■ THE TASK ■
Count the lines of the material below that contain the string "shirt" and reply with that number alone.

■ ENTRIES ■
⁂

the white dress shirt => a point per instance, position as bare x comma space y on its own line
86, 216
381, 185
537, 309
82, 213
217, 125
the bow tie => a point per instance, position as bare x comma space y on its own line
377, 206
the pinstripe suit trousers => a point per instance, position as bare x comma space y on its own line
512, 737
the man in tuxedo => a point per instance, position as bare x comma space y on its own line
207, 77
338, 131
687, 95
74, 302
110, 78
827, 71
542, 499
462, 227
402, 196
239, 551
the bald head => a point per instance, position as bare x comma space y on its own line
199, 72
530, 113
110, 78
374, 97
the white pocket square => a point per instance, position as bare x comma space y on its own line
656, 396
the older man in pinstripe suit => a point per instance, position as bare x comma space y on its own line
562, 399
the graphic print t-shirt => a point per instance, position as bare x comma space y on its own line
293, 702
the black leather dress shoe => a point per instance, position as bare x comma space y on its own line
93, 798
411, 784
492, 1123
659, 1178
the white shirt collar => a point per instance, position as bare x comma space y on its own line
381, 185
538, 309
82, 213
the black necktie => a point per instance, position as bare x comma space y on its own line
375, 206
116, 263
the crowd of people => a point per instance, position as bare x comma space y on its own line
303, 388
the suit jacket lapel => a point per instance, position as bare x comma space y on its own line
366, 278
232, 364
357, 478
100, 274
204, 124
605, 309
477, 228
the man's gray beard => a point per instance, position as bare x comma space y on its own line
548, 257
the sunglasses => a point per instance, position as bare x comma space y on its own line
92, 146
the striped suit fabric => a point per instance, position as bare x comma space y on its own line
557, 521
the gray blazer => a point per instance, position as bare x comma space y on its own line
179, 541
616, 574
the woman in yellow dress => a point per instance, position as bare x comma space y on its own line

⁂

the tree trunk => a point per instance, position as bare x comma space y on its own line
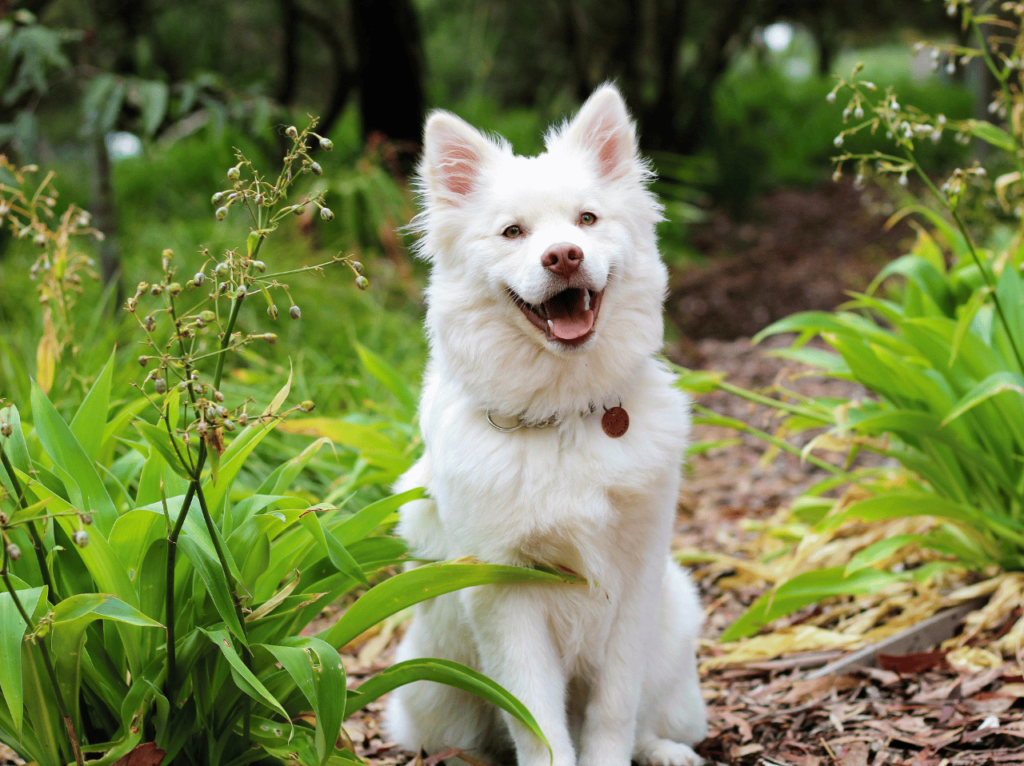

⁂

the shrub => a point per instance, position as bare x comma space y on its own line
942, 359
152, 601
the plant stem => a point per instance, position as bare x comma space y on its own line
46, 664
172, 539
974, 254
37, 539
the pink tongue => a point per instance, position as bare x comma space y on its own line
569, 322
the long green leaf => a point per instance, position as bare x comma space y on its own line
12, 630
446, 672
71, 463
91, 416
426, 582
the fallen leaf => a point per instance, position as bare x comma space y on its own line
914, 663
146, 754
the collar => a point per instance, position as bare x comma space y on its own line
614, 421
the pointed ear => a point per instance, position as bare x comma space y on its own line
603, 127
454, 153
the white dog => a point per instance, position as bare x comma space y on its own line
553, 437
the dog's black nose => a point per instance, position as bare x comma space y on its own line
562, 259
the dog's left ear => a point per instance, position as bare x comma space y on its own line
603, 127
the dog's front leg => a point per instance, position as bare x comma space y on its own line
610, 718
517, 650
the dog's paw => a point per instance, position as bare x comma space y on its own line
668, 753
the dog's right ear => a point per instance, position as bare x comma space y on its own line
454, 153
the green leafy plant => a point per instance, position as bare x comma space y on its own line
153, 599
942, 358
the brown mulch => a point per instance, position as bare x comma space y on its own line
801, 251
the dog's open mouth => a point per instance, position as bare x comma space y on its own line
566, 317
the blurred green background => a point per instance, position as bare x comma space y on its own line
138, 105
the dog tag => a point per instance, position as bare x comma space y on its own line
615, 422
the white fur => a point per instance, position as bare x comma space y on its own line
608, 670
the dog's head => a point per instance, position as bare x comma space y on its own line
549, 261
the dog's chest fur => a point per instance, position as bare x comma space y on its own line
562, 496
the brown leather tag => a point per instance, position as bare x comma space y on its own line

⁂

■ EXPECTED OUTPUT ■
3